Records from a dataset
*****

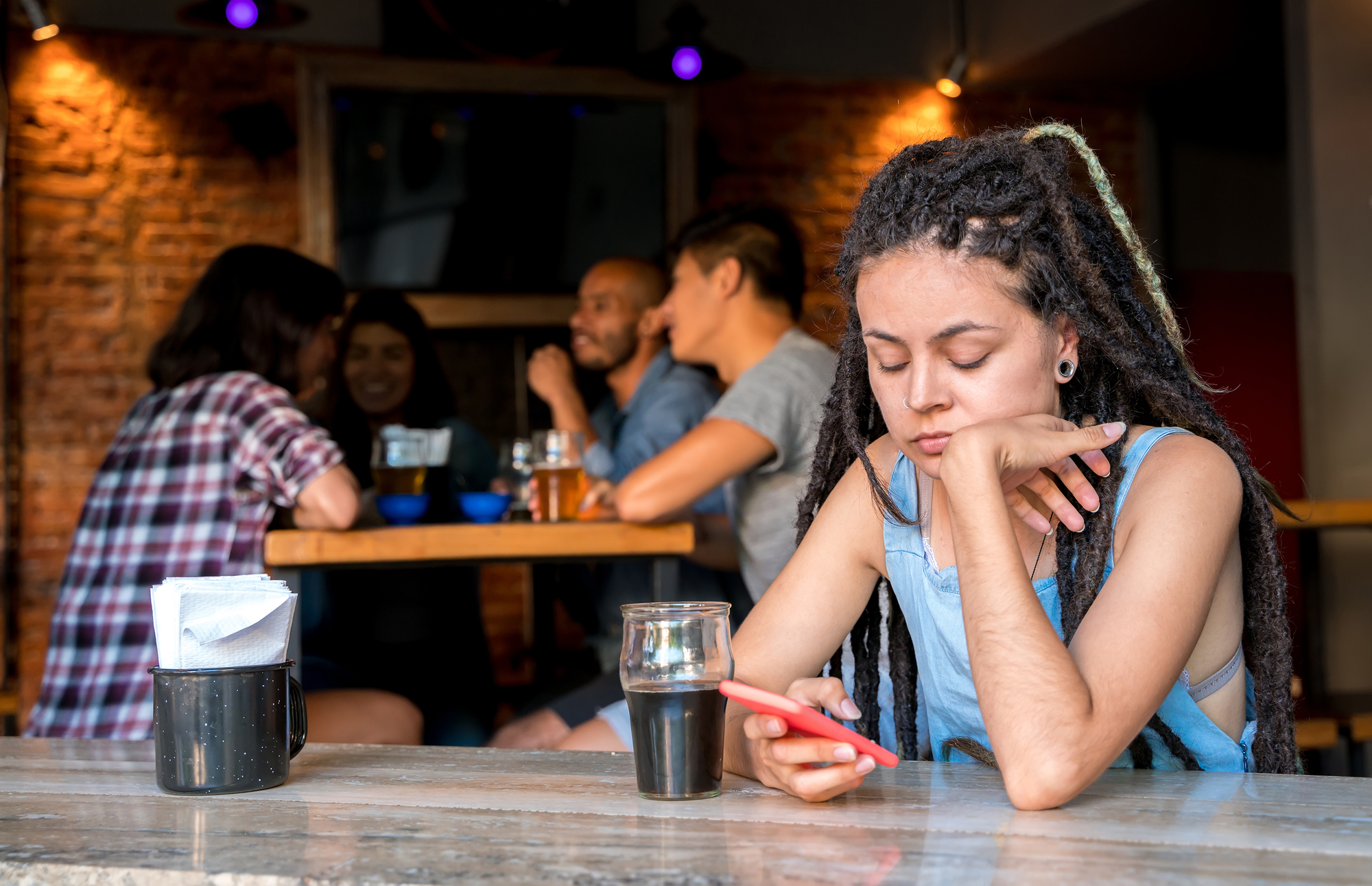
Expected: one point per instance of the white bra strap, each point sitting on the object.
(1218, 681)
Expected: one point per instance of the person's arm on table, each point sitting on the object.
(705, 457)
(329, 502)
(1058, 716)
(794, 631)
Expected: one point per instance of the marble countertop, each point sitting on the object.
(90, 813)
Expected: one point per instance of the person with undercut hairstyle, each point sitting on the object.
(1080, 556)
(737, 284)
(654, 399)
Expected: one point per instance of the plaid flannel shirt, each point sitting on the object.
(189, 489)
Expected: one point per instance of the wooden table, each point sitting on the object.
(290, 550)
(1316, 515)
(471, 542)
(90, 813)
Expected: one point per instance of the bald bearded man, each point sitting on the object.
(618, 329)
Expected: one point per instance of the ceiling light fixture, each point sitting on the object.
(951, 82)
(43, 25)
(687, 55)
(242, 14)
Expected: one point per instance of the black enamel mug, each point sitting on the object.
(227, 730)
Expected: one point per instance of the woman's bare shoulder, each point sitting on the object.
(1187, 471)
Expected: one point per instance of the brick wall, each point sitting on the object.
(126, 184)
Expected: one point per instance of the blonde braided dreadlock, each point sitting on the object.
(1131, 237)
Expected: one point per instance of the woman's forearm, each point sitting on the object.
(1034, 700)
(737, 758)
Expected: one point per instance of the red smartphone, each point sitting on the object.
(805, 719)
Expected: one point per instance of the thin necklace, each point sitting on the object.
(1041, 552)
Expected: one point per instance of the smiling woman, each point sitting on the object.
(1009, 366)
(381, 629)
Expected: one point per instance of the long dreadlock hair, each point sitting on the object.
(1006, 195)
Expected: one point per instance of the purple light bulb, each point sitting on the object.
(241, 12)
(687, 62)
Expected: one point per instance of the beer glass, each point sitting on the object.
(672, 663)
(558, 467)
(517, 468)
(399, 467)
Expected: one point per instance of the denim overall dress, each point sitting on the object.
(932, 607)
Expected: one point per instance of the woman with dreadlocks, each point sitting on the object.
(1008, 340)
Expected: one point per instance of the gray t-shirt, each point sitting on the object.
(781, 398)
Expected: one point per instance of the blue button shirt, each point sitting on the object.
(670, 399)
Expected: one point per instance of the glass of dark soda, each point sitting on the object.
(673, 660)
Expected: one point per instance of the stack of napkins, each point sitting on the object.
(411, 447)
(224, 622)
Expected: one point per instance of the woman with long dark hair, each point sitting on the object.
(1080, 555)
(389, 373)
(193, 479)
(405, 631)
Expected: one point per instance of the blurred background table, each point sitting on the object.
(1337, 730)
(90, 813)
(290, 550)
(471, 542)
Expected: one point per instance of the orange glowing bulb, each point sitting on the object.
(949, 88)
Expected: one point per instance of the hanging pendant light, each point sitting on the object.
(244, 14)
(687, 56)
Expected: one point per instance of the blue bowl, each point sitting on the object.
(403, 511)
(484, 506)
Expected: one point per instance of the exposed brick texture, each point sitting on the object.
(127, 183)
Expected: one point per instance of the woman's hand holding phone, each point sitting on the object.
(787, 763)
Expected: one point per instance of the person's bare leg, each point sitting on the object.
(592, 736)
(536, 732)
(363, 716)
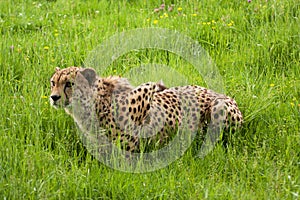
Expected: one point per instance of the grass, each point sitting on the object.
(255, 46)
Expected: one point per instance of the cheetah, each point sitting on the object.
(150, 110)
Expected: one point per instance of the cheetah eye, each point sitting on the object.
(69, 84)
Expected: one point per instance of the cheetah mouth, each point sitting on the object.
(58, 104)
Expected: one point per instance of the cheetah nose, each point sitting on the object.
(55, 97)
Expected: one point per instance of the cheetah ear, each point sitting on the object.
(89, 74)
(161, 86)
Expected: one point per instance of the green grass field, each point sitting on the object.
(255, 47)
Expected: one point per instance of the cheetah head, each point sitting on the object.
(63, 81)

*****

# CHALLENGE:
Rewrite all of the records above, substituting "each point placed on the object" for every occurrence of "each point sitting on the object" and leaving everything else unchanged. Omit the pictures from your answer.

# REPLY TO THE EXERCISE:
Expected: one point per instance of the white bra strap, each point placed on the object.
(1218, 681)
Expected: one point per instance of the person's arm on table, each point placed on the object.
(705, 457)
(329, 502)
(1058, 716)
(794, 631)
Expected: one point per instance of the marble countertop, each point placed on the object.
(90, 813)
Expected: one point per instance of the person with undercut hairstyle, each point placed on the object.
(1080, 556)
(737, 284)
(654, 399)
Expected: one point per instance of the plaid flannel shirt, each point placed on the object.
(189, 489)
Expected: one point per instance of the wooden table, each point placed on the object.
(290, 550)
(1316, 515)
(471, 542)
(90, 813)
Expected: one point per instance of the bald bearded man, each point placed on the object.
(618, 329)
Expected: one point per instance of the ceiling light fixture, each point placed on the object.
(951, 82)
(43, 25)
(687, 55)
(242, 14)
Expected: one point per instance of the black enamel mug, each point placed on the object.
(227, 730)
Expected: one point per instance of the woman's bare shoulder, each point placed on the object.
(1187, 471)
Expected: one point per instance of the brick wall, each point placed on the object.
(126, 184)
Expected: one point per instance of the blonde braided dreadlock, each point placed on the object.
(1131, 237)
Expected: one point per instance of the woman's forearm, each point placed on the object.
(1034, 700)
(737, 758)
Expected: one point per instance of the red smartphone, each point placed on the object.
(805, 719)
Expected: one point per instance of the thin necklace, each point placed on the object.
(1041, 552)
Expected: one point per instance of the smiling woman, each point placed on the object.
(1009, 366)
(381, 629)
Expected: one point per instance of the long dreadlock hair, each point placed on the object.
(1006, 195)
Expected: one point per instance of the purple light bulb, each point placed on the object.
(241, 12)
(687, 62)
Expected: one point per instance of the beer glass, each point placed on the object.
(672, 663)
(558, 467)
(517, 468)
(399, 467)
Expected: one point per instance of the denim overall dress, each point placed on the object.
(932, 607)
Expected: one point per instance of the woman with dreadlocks, each point placed on the object.
(1008, 340)
Expected: one point per instance of the gray t-shirt, each point placed on the object.
(781, 398)
Expected: one point per instance of the blue button shirt, each point placed on the object.
(670, 399)
Expected: one point per instance of the glass of dark soda, each point placed on the object.
(673, 660)
Expected: one point per instance of the stack of napkins, each point placed on the object.
(411, 447)
(224, 622)
Expected: one point per instance of the woman with long dark hair, each point placed on the object.
(1080, 555)
(389, 373)
(193, 479)
(405, 631)
Expected: one point per instance of the blurred background table, each point placed on the object.
(1337, 730)
(90, 813)
(290, 550)
(471, 542)
Expected: one point per instance of the orange glowing bulb, each point placed on the object.
(949, 88)
Expected: one point per instance of the hanging pendant light, each point placed on the object.
(244, 14)
(687, 56)
Expected: one point per instance of the blue bowl, each point placed on the object.
(403, 511)
(484, 506)
Expected: one point per instance of the exposed brick texture, each point placed on the object.
(127, 183)
Expected: one point per instance of the woman's hand holding phone, each point placed on the object.
(787, 763)
Expected: one point per instance of the person's bare leg, each point placed on the object.
(592, 736)
(536, 732)
(363, 716)
Expected: one point per instance of the grass, each point placed on the object.
(255, 46)
Expected: one point per instance of the cheetah, each point placed on the object.
(150, 110)
Expected: one point per instance of the cheetah eye, each point placed on the object.
(69, 84)
Expected: one point per instance of the cheetah mouth, each point placed on the object.
(58, 104)
Expected: one point per instance of the cheetah nose, each point placed on the object.
(55, 97)
Expected: one point per instance of the cheetah ear, each point placed on the object.
(89, 74)
(161, 86)
Expected: one point per instance of the green grass field, each point placed on the object.
(255, 47)
Expected: one point per instance of the cheetah head, each point placed on the object.
(63, 81)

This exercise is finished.